PROBLEM TO WORK ON
Please swap every "top-left corner" in the entries below for "upper-left corner" and write the lines out again with nothing else changed. Leave the pictures out of your answer.

(Picture annotation records)
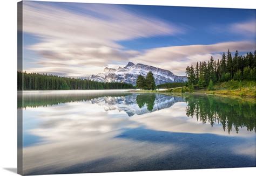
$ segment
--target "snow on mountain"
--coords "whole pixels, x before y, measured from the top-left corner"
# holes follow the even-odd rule
[[[105,67],[103,72],[92,75],[87,79],[99,82],[125,82],[136,85],[138,76],[140,74],[146,76],[150,71],[153,73],[157,85],[187,81],[186,76],[177,76],[169,71],[142,64],[135,65],[131,62],[128,62],[125,67],[119,67],[117,69]]]

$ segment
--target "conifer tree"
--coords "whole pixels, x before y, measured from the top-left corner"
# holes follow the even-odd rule
[[[136,81],[136,87],[140,89],[143,89],[145,87],[145,79],[142,75],[138,76]]]
[[[146,77],[146,87],[148,90],[155,90],[156,83],[154,82],[154,78],[153,73],[151,72],[147,73]]]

RESULT BELOW
$ segment
--target "snow on mountain"
--coords "whole pixels, x before y, measured from the upper-left corner"
# holes follow the even-odd rule
[[[105,67],[103,72],[92,75],[87,79],[99,82],[125,82],[136,85],[138,76],[140,74],[146,76],[150,71],[153,73],[157,85],[187,81],[186,76],[177,76],[169,71],[142,64],[135,65],[131,62],[128,62],[125,67],[119,67],[117,69]]]

$ segment
--target "conifer tree"
--coords "whole pixels, x before y, measured from the upper-left corner"
# holes follow the even-odd rule
[[[136,81],[136,87],[140,89],[143,89],[145,87],[145,79],[142,75],[138,76]]]
[[[146,77],[146,87],[148,90],[155,90],[156,83],[154,82],[154,78],[153,73],[151,72],[147,73]]]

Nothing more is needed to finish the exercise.